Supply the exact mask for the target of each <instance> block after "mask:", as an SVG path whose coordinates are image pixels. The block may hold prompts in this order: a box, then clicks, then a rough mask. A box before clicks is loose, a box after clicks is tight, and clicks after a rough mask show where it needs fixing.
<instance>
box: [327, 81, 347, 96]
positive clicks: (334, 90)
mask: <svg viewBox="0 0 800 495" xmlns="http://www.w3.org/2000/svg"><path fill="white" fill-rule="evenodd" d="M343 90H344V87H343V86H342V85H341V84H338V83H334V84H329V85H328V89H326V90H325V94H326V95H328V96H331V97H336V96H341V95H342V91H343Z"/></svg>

______

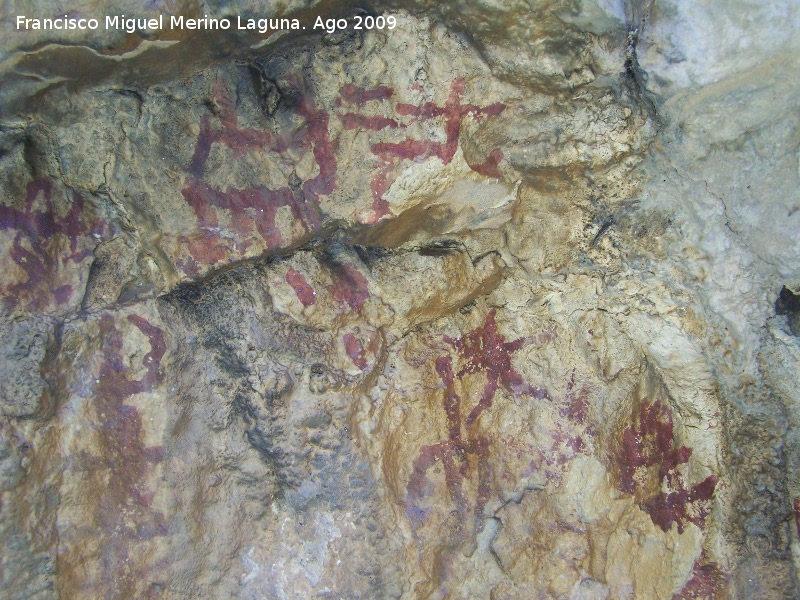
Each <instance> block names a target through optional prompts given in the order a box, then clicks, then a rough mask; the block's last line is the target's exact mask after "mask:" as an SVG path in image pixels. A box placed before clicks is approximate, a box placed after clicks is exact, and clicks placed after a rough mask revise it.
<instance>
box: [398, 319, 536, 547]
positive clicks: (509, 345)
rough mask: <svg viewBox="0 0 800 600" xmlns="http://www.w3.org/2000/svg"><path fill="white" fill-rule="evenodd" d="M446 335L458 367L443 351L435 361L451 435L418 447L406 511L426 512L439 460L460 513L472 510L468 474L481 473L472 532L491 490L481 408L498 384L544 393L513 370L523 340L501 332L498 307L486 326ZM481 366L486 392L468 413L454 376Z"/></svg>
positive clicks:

______

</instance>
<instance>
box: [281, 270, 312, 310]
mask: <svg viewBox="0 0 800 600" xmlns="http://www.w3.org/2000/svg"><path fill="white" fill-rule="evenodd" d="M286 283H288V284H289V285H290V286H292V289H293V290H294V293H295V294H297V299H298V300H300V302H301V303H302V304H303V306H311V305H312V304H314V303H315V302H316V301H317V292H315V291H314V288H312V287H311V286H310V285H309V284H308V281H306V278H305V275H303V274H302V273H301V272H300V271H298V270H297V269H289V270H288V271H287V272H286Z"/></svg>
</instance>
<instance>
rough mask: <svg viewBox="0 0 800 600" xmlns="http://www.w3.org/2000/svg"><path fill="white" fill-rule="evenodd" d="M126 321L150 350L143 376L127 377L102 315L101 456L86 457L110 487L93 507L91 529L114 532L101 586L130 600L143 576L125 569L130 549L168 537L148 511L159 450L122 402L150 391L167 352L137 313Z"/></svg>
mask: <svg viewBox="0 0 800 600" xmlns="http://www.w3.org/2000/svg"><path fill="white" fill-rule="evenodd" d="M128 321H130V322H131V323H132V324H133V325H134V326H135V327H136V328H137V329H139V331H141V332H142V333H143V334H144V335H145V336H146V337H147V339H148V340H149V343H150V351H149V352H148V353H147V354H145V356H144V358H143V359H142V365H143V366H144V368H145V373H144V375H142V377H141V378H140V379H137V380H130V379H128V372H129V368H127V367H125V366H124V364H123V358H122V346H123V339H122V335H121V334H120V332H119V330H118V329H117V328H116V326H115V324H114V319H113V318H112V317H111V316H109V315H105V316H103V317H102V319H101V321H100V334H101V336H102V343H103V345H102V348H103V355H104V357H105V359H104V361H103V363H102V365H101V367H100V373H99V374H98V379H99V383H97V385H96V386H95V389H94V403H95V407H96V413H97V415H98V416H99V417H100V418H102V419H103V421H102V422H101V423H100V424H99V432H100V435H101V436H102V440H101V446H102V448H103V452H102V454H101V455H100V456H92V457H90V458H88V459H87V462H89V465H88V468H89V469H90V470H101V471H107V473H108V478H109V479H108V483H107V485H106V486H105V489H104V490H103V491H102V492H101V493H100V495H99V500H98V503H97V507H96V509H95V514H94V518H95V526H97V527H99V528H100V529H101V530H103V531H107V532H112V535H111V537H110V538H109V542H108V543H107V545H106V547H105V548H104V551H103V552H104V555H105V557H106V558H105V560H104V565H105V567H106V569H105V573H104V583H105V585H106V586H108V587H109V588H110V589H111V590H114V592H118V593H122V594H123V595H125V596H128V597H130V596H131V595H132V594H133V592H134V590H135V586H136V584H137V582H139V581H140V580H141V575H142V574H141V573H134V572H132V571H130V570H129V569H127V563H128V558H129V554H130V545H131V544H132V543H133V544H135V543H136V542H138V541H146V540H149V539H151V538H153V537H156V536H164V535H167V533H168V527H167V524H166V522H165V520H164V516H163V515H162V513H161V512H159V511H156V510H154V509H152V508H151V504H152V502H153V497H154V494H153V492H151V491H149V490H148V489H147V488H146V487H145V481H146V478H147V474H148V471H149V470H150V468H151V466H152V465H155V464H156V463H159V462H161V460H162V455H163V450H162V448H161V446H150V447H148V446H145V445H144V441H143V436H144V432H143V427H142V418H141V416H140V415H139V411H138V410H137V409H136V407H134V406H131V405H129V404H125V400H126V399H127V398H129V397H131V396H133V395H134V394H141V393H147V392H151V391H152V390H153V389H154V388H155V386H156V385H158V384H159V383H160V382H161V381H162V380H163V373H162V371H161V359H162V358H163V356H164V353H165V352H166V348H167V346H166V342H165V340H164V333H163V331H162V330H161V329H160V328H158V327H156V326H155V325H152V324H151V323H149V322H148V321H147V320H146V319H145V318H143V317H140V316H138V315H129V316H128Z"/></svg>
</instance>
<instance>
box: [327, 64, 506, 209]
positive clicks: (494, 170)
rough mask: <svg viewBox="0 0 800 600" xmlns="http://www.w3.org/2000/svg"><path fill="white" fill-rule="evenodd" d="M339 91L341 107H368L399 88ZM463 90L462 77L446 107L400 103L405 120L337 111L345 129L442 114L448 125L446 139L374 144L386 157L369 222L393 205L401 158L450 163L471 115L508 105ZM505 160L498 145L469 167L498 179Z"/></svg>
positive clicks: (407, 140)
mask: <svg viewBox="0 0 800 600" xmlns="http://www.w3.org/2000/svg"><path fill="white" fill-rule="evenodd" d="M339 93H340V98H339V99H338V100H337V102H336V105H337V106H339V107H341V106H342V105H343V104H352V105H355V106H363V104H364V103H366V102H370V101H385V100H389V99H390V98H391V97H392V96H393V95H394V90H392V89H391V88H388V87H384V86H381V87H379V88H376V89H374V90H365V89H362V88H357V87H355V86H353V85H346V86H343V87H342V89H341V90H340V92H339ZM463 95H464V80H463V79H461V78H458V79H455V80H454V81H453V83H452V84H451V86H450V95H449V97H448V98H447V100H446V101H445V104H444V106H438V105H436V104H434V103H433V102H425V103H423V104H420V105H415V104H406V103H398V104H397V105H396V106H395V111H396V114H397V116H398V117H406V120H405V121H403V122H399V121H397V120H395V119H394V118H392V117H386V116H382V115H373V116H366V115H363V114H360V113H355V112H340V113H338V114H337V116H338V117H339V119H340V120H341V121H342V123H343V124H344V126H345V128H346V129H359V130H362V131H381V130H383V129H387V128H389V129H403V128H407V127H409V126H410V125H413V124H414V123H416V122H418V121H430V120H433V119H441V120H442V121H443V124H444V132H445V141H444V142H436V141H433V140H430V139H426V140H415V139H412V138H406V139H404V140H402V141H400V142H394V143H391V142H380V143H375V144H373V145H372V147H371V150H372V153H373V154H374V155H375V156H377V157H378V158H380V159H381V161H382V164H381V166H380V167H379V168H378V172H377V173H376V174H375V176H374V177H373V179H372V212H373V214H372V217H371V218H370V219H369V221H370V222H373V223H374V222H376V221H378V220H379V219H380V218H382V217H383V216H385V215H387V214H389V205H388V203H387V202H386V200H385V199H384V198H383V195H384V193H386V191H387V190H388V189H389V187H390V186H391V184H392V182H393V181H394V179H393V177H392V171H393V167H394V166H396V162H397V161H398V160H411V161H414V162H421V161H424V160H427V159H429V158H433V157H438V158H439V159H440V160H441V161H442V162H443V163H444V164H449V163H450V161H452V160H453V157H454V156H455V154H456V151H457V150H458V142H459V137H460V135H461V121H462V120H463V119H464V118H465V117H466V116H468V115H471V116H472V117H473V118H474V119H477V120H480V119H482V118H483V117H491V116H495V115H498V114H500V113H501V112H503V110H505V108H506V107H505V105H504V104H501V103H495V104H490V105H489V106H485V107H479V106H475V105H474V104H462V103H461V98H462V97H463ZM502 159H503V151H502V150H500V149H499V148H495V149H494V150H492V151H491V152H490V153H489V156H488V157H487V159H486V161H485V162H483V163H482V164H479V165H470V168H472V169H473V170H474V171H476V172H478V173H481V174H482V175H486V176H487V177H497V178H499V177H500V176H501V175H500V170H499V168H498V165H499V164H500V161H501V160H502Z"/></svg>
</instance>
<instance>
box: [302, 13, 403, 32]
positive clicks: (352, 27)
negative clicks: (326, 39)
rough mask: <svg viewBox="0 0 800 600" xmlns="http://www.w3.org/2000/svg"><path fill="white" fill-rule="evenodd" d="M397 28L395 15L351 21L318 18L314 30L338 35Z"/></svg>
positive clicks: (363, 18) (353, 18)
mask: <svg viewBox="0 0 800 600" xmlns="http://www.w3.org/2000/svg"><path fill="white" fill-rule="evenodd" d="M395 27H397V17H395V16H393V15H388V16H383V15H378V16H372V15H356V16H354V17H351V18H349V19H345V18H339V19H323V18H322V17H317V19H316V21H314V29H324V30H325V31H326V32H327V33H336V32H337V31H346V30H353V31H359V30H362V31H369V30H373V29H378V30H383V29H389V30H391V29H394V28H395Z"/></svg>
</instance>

______

**Work to be completed:**
Count the lines in the entries above that contain the string "positive", treating uppercase and lowercase as different, and reply with the number alone.

**Task answer:**
7